**Task to complete:**
All lines holding the word "order" should be located in the records and copied.

□ □ □ □ □

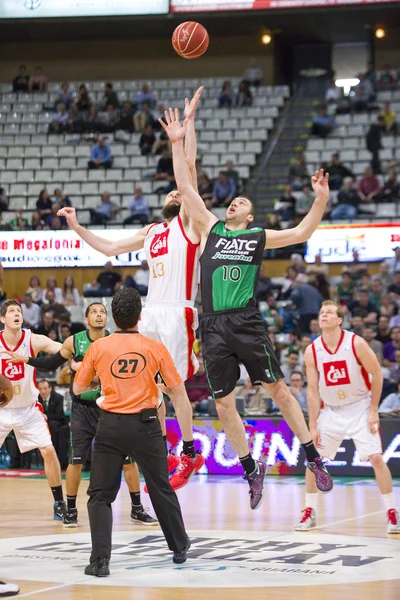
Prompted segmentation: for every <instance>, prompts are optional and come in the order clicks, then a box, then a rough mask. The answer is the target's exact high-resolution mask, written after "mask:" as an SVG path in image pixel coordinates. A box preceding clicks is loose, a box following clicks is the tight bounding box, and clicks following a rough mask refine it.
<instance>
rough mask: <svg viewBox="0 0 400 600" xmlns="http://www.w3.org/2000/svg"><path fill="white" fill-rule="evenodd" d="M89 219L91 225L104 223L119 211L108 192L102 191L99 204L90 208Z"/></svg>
mask: <svg viewBox="0 0 400 600" xmlns="http://www.w3.org/2000/svg"><path fill="white" fill-rule="evenodd" d="M89 211H90V220H91V224H92V225H106V224H107V223H108V221H111V220H112V219H113V218H114V217H115V216H116V215H117V213H118V212H119V208H118V207H117V206H116V205H115V204H114V203H113V202H111V194H110V192H103V193H102V195H101V204H100V206H99V207H98V208H96V209H94V208H90V209H89Z"/></svg>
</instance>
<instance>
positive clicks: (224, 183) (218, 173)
mask: <svg viewBox="0 0 400 600" xmlns="http://www.w3.org/2000/svg"><path fill="white" fill-rule="evenodd" d="M235 195H236V184H235V181H234V180H233V179H229V178H228V177H227V176H226V175H225V173H224V172H223V171H220V172H219V173H218V177H217V179H216V181H215V183H214V186H213V197H212V200H211V203H212V206H221V205H223V206H228V205H229V204H230V203H231V201H232V200H233V198H234V197H235Z"/></svg>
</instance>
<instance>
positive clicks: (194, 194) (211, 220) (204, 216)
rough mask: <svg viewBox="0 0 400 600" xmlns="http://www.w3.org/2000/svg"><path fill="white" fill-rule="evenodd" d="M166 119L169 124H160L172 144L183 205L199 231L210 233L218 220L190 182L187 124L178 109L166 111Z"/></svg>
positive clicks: (178, 180) (174, 163)
mask: <svg viewBox="0 0 400 600" xmlns="http://www.w3.org/2000/svg"><path fill="white" fill-rule="evenodd" d="M165 119H166V122H167V124H165V123H164V121H162V120H161V119H159V122H160V124H161V126H162V127H163V128H164V130H165V131H166V132H167V134H168V137H169V139H170V140H171V142H172V159H173V164H174V175H175V181H176V184H177V187H178V190H179V191H180V193H181V194H182V202H183V205H184V206H185V207H186V209H187V213H188V215H189V217H190V219H191V221H193V222H194V224H195V225H196V227H198V229H199V231H200V232H207V233H208V231H209V230H210V227H211V226H212V225H213V223H215V222H216V221H217V220H218V219H217V217H216V216H215V215H213V214H212V213H210V212H209V211H208V210H207V209H206V207H205V204H204V202H203V199H202V198H201V196H199V194H198V193H197V192H196V191H195V189H194V188H193V186H192V183H191V181H190V177H189V171H188V168H187V163H186V156H185V150H184V147H183V138H184V137H185V134H186V126H187V123H186V121H185V123H184V124H183V125H181V124H180V122H179V111H178V109H177V108H176V109H175V111H173V110H172V108H170V109H169V112H168V111H165Z"/></svg>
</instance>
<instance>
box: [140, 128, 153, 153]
mask: <svg viewBox="0 0 400 600" xmlns="http://www.w3.org/2000/svg"><path fill="white" fill-rule="evenodd" d="M155 142H156V136H155V135H154V130H153V127H152V126H151V125H146V127H145V128H144V131H143V133H142V135H141V136H140V140H139V148H140V153H141V154H142V156H146V155H147V154H151V153H152V151H153V146H154V144H155Z"/></svg>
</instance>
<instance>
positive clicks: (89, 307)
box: [85, 302, 107, 318]
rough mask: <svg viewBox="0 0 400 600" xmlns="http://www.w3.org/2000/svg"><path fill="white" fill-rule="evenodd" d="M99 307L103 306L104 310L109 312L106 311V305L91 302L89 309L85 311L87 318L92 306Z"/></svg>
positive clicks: (101, 302) (89, 305)
mask: <svg viewBox="0 0 400 600" xmlns="http://www.w3.org/2000/svg"><path fill="white" fill-rule="evenodd" d="M97 305H99V306H102V307H103V308H104V310H105V311H106V312H107V309H106V307H105V306H104V304H103V303H102V302H91V303H90V304H89V306H88V307H87V309H86V310H85V317H86V318H87V316H88V314H89V311H90V309H91V308H92V306H97Z"/></svg>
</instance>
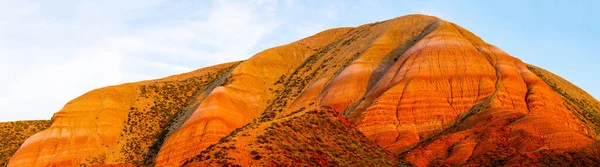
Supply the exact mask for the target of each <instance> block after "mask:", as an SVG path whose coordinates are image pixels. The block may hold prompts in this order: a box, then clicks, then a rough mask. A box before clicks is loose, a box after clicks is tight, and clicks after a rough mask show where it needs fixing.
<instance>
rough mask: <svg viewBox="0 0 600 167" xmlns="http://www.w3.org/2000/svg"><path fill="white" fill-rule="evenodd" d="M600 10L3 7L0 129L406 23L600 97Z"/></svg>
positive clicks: (366, 3)
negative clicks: (68, 101)
mask: <svg viewBox="0 0 600 167" xmlns="http://www.w3.org/2000/svg"><path fill="white" fill-rule="evenodd" d="M598 6H600V1H592V0H590V1H576V0H570V1H566V0H565V1H521V0H520V1H498V2H495V1H494V2H492V1H486V2H484V1H475V0H461V1H445V0H439V1H431V0H424V1H422V0H421V1H416V0H415V1H406V0H390V1H377V0H329V1H323V2H322V1H312V0H311V1H309V0H247V1H234V0H203V1H195V0H169V1H167V0H127V1H123V0H98V1H87V0H53V1H42V0H38V1H33V0H0V122H2V121H15V120H35V119H50V118H51V117H52V115H53V114H54V113H55V112H58V111H59V110H60V109H61V108H62V107H63V106H64V104H66V103H67V102H68V101H70V100H71V99H74V98H76V97H78V96H80V95H82V94H84V93H86V92H88V91H90V90H93V89H96V88H100V87H104V86H108V85H115V84H121V83H126V82H133V81H139V80H147V79H155V78H161V77H166V76H169V75H173V74H178V73H183V72H188V71H192V70H194V69H198V68H202V67H206V66H210V65H215V64H218V63H224V62H230V61H236V60H243V59H247V58H249V57H251V56H252V55H254V54H256V53H258V52H260V51H262V50H264V49H267V48H271V47H274V46H279V45H283V44H287V43H290V42H293V41H296V40H298V39H301V38H303V37H307V36H310V35H312V34H315V33H317V32H320V31H323V30H326V29H329V28H336V27H355V26H359V25H362V24H367V23H371V22H376V21H383V20H387V19H392V18H395V17H399V16H403V15H407V14H414V13H420V14H427V15H433V16H437V17H439V18H442V19H445V20H448V21H451V22H454V23H457V24H459V25H461V26H462V27H464V28H466V29H468V30H470V31H472V32H473V33H475V34H476V35H478V36H479V37H481V38H482V39H483V40H485V41H486V42H488V43H491V44H494V45H496V46H498V47H499V48H501V49H503V50H504V51H506V52H507V53H509V54H511V55H512V56H515V57H517V58H520V59H521V60H523V61H524V62H527V63H530V64H534V65H537V66H539V67H542V68H545V69H547V70H549V71H552V72H553V73H555V74H558V75H560V76H562V77H563V78H565V79H567V80H569V81H571V82H572V83H574V84H576V85H578V86H579V87H581V88H583V89H584V90H586V91H588V92H589V93H590V94H592V95H593V96H595V97H597V98H598V97H600V87H598V86H596V85H597V83H599V81H600V78H599V77H598V76H599V75H598V74H600V73H599V70H598V68H597V65H596V64H597V62H599V61H600V56H597V55H596V54H597V53H599V51H600V47H598V44H599V42H598V41H597V40H598V37H600V22H598V21H597V20H598V16H600V11H599V10H596V9H595V8H596V7H598Z"/></svg>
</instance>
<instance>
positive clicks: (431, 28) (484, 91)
mask: <svg viewBox="0 0 600 167" xmlns="http://www.w3.org/2000/svg"><path fill="white" fill-rule="evenodd" d="M599 111H600V102H598V101H597V100H596V99H594V98H593V97H592V96H590V95H589V94H587V93H586V92H585V91H583V90H581V89H580V88H578V87H576V86H575V85H573V84H571V83H570V82H568V81H566V80H564V79H562V78H560V77H559V76H557V75H554V74H552V73H550V72H548V71H546V70H544V69H541V68H539V67H536V66H533V65H529V64H525V63H524V62H522V61H521V60H519V59H517V58H515V57H512V56H510V55H509V54H507V53H505V52H503V51H502V50H501V49H499V48H497V47H495V46H493V45H491V44H488V43H486V42H484V41H483V40H482V39H480V38H479V37H477V36H476V35H474V34H472V33H471V32H469V31H468V30H466V29H464V28H462V27H460V26H458V25H456V24H454V23H451V22H448V21H444V20H441V19H439V18H436V17H432V16H425V15H407V16H402V17H399V18H395V19H391V20H387V21H383V22H376V23H371V24H366V25H362V26H359V27H352V28H350V27H348V28H337V29H331V30H326V31H323V32H321V33H318V34H315V35H313V36H310V37H307V38H304V39H301V40H299V41H296V42H293V43H290V44H287V45H283V46H279V47H275V48H271V49H267V50H265V51H263V52H260V53H258V54H256V55H254V56H253V57H251V58H249V59H248V60H245V61H241V62H233V63H226V64H220V65H216V66H211V67H206V68H202V69H199V70H196V71H193V72H189V73H185V74H180V75H175V76H171V77H167V78H163V79H158V80H150V81H142V82H136V83H127V84H123V85H117V86H109V87H106V88H100V89H96V90H93V91H90V92H88V93H86V94H84V95H82V96H80V97H78V98H76V99H74V100H72V101H70V102H69V103H67V104H66V105H65V107H64V108H63V109H62V110H61V111H59V112H57V113H56V114H55V115H54V116H53V117H52V125H51V126H50V127H48V128H46V129H45V130H43V131H41V132H38V133H36V134H35V135H32V136H31V137H29V138H28V139H27V140H26V141H25V142H24V143H23V144H22V145H21V147H20V148H19V149H18V151H16V153H15V154H14V155H13V156H12V158H11V159H10V162H9V163H8V166H10V167H12V166H92V165H94V166H102V165H104V166H114V165H109V164H122V166H128V165H129V166H132V165H135V166H261V165H266V166H292V165H306V166H412V165H414V166H428V165H433V166H446V165H462V166H502V165H507V166H511V165H513V166H514V165H531V166H540V165H561V166H564V165H590V166H592V165H599V164H600V143H599V142H598V140H599V139H600V114H599ZM1 147H4V146H1Z"/></svg>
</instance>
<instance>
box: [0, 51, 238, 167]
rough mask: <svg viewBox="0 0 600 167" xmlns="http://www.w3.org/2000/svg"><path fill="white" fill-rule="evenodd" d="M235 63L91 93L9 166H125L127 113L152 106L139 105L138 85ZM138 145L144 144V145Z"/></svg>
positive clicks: (37, 134)
mask: <svg viewBox="0 0 600 167" xmlns="http://www.w3.org/2000/svg"><path fill="white" fill-rule="evenodd" d="M233 64H235V63H233ZM233 64H232V63H230V64H223V65H218V66H214V67H209V68H205V69H203V70H198V71H194V72H190V73H186V74H181V75H175V76H171V77H167V78H164V79H159V80H151V81H142V82H136V83H128V84H123V85H118V86H109V87H106V88H100V89H96V90H93V91H90V92H88V93H86V94H84V95H82V96H80V97H78V98H76V99H74V100H72V101H70V102H69V103H67V104H66V105H65V107H64V108H63V109H62V110H61V111H59V112H57V113H56V114H54V116H53V117H52V126H50V127H49V128H48V129H46V130H44V131H41V132H39V133H36V134H35V135H33V136H31V137H29V138H28V139H27V140H26V141H25V142H24V143H23V145H22V146H21V147H20V148H19V150H18V151H17V152H16V153H15V154H14V155H13V156H12V158H11V160H10V162H9V164H8V166H10V167H12V166H19V167H20V166H48V165H54V166H80V165H85V164H98V163H119V162H121V163H122V161H123V160H121V159H123V156H124V153H123V151H122V149H123V148H126V147H124V146H123V144H124V143H126V142H125V141H124V140H125V139H127V138H130V137H131V135H132V134H130V133H125V132H124V130H123V129H124V128H125V127H127V126H128V125H127V122H126V120H128V118H129V115H128V114H129V113H130V112H131V109H132V108H135V107H140V106H141V105H146V103H148V101H144V100H142V101H139V100H138V99H139V96H140V91H141V90H140V89H139V87H140V86H142V85H152V84H156V83H164V82H171V81H181V80H185V79H189V78H193V77H199V76H203V75H206V74H208V73H211V72H215V71H217V70H220V69H223V68H226V67H230V66H232V65H233ZM138 142H139V143H138ZM136 143H137V144H140V145H141V144H142V143H143V142H142V141H136ZM138 154H139V153H138ZM128 158H130V157H128Z"/></svg>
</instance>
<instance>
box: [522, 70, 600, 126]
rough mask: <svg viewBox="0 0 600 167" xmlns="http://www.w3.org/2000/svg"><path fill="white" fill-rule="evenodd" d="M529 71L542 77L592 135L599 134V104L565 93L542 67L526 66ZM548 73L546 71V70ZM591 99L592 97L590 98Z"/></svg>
mask: <svg viewBox="0 0 600 167" xmlns="http://www.w3.org/2000/svg"><path fill="white" fill-rule="evenodd" d="M527 67H528V68H529V70H530V71H531V72H533V73H534V74H535V75H537V76H538V77H539V78H540V79H542V80H543V81H544V82H545V83H546V84H547V85H548V86H550V87H551V88H552V89H553V90H554V91H555V92H556V93H557V94H558V95H560V97H561V98H562V99H563V101H564V103H565V106H566V107H567V109H569V110H570V111H571V112H572V113H573V114H574V115H575V116H577V118H578V119H579V120H580V121H581V122H582V123H583V124H584V125H585V126H587V127H588V128H589V129H590V131H591V133H592V135H594V136H595V135H600V110H598V109H599V108H598V107H599V106H595V105H593V103H592V102H591V101H589V99H585V98H582V97H580V96H577V95H572V94H569V93H567V91H566V90H564V89H565V88H562V87H560V86H558V85H557V84H556V83H555V81H553V80H552V79H550V78H549V77H551V76H547V75H545V74H544V72H545V71H542V69H539V68H536V67H533V66H527ZM546 73H548V72H546ZM592 100H593V99H592Z"/></svg>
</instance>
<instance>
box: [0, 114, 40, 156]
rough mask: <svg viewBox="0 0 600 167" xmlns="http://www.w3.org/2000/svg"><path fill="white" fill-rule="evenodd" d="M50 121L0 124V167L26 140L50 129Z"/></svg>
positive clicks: (24, 121) (39, 120)
mask: <svg viewBox="0 0 600 167" xmlns="http://www.w3.org/2000/svg"><path fill="white" fill-rule="evenodd" d="M50 125H51V122H50V120H36V121H16V122H2V123H0V166H6V165H7V164H8V161H9V160H10V157H12V155H13V154H14V153H15V152H17V149H19V147H21V144H23V142H25V140H26V139H27V138H29V137H30V136H32V135H34V134H35V133H37V132H40V131H42V130H44V129H46V128H48V127H50Z"/></svg>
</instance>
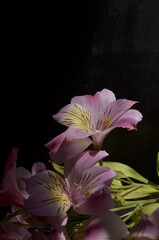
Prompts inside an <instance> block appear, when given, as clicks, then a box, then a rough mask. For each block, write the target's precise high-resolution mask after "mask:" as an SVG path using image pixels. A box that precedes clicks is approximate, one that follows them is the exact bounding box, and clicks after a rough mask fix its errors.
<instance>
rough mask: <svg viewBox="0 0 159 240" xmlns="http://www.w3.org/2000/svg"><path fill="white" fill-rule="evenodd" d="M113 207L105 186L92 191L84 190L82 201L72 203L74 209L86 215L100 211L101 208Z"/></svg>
mask: <svg viewBox="0 0 159 240" xmlns="http://www.w3.org/2000/svg"><path fill="white" fill-rule="evenodd" d="M89 194H90V195H89ZM87 195H88V196H87ZM113 207H114V202H113V200H112V198H111V194H110V192H109V190H108V189H107V187H105V186H103V187H100V188H98V189H97V190H95V191H94V192H92V193H89V192H88V193H87V192H86V193H85V198H83V201H79V202H77V203H74V204H73V208H74V210H75V211H77V212H79V213H81V214H88V215H92V214H93V215H94V214H98V213H102V212H103V209H109V208H113Z"/></svg>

□ □ □ □ □

**Output below:**
Prompted segmentation: for every <instance>, prompts are optional and come in the order clicks, then a box, then a rough mask. The answer is the target's exact high-resolution mask, written after "mask:" as an SVG path in image pixel coordinates. A box preceding clicks is loose, a box following clicks is the tight bounding box, and clicks following a rough mask refine it.
Supply the exact mask for the target of each <instance> block after "mask:", as an SVG path whose coordinates are image pixels. The block may hold prompts in this order: a box, then clicks, then a rough mask. A box before clicks is loose, a box after clicks is tight, and clicks after a rough mask show where it needs fixing.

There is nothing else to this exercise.